▶ [Activity] Among the lines of the records, please find those that contain the word "below" and copy them.

▶ [Data provided]
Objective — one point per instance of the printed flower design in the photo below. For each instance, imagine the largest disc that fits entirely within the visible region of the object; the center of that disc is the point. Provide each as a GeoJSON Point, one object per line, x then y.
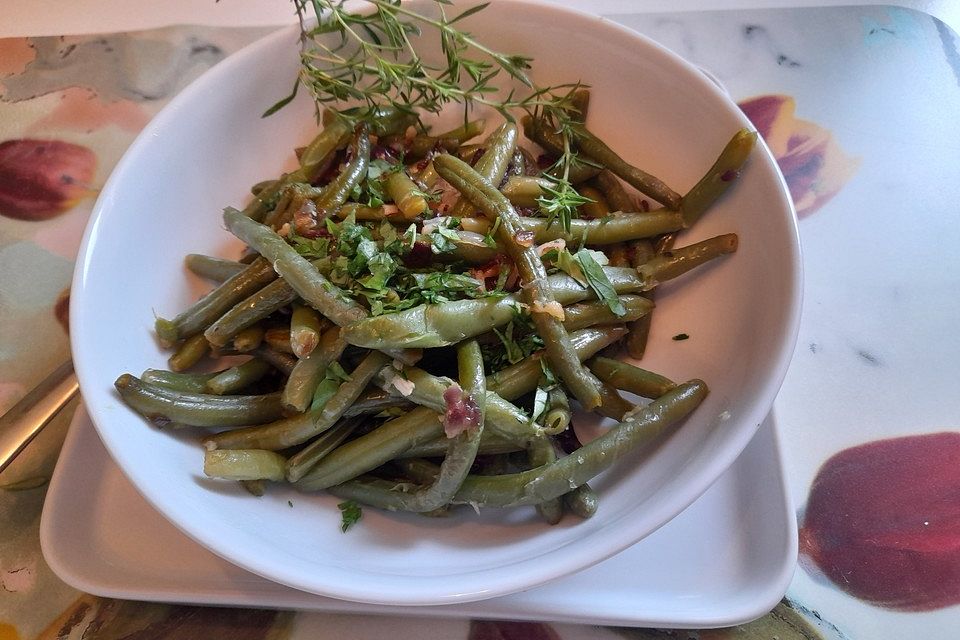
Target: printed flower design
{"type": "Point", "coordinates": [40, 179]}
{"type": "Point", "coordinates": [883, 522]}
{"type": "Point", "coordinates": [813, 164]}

--

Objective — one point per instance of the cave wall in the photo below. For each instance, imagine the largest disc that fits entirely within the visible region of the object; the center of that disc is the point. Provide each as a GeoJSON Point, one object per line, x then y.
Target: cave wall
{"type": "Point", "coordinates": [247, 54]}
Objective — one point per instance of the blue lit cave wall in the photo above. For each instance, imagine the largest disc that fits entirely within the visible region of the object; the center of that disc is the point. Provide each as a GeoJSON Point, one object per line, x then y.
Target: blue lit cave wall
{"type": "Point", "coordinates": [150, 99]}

* * *

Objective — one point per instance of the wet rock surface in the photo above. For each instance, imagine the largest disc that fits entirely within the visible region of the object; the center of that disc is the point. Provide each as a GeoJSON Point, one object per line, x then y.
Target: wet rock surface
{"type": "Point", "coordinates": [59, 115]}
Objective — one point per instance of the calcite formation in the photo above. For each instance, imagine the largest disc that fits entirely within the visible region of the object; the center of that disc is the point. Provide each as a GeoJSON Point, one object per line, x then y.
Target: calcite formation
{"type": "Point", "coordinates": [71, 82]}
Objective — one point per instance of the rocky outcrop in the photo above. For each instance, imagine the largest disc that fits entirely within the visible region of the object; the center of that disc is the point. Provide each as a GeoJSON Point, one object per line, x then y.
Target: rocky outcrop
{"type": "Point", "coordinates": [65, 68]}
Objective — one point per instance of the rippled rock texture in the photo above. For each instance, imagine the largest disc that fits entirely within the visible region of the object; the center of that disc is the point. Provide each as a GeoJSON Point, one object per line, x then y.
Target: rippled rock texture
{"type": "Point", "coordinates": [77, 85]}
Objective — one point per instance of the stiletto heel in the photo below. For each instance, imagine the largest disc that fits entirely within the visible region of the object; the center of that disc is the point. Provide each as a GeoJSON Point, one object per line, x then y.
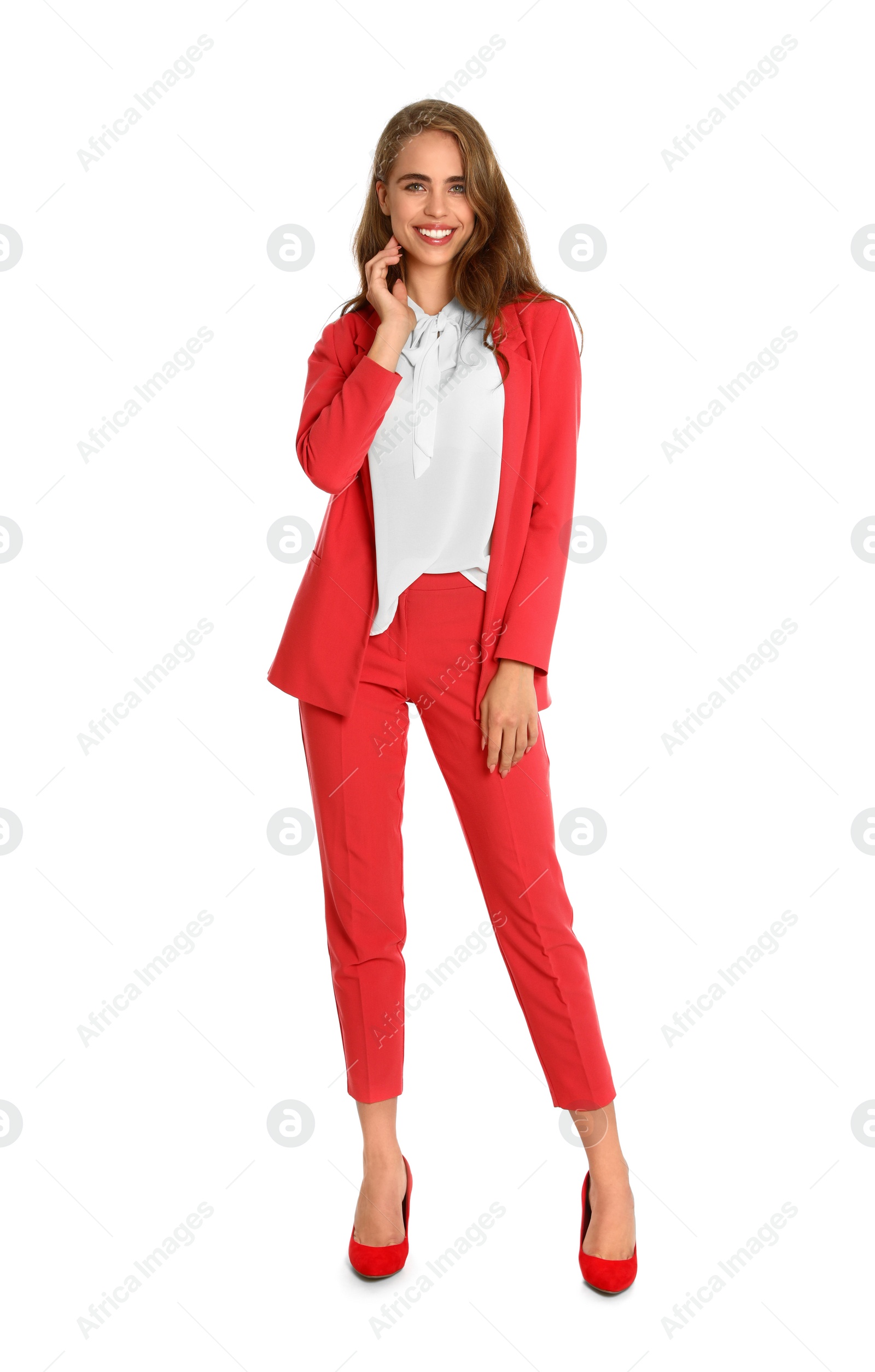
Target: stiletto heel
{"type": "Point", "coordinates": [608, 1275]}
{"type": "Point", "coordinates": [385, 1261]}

▶ [Finished task]
Objective — one point per instance of the printed flower design in the photo below. For each instance, imagine the largest disc that fits entirely within the visible region of the object; the center of that disc is the point. Provide each as a GeoJSON Point, one object per line, x then y.
Objective — one point per instance of the cave wall in the photo below. For each instance, imagine the largest disc that fits entirely within the visible region of the object; the center of that disc is the point. Provide each as a GeoJSON Point, one object per line, x then y.
Objective — one point per instance of the stiletto heel in the photo below. For each instance, imagine the largest disc that fits entirely within the visible region of the object; the center of that disc is the point. Provide each as a GeoJSON Point, one object per line, x then y.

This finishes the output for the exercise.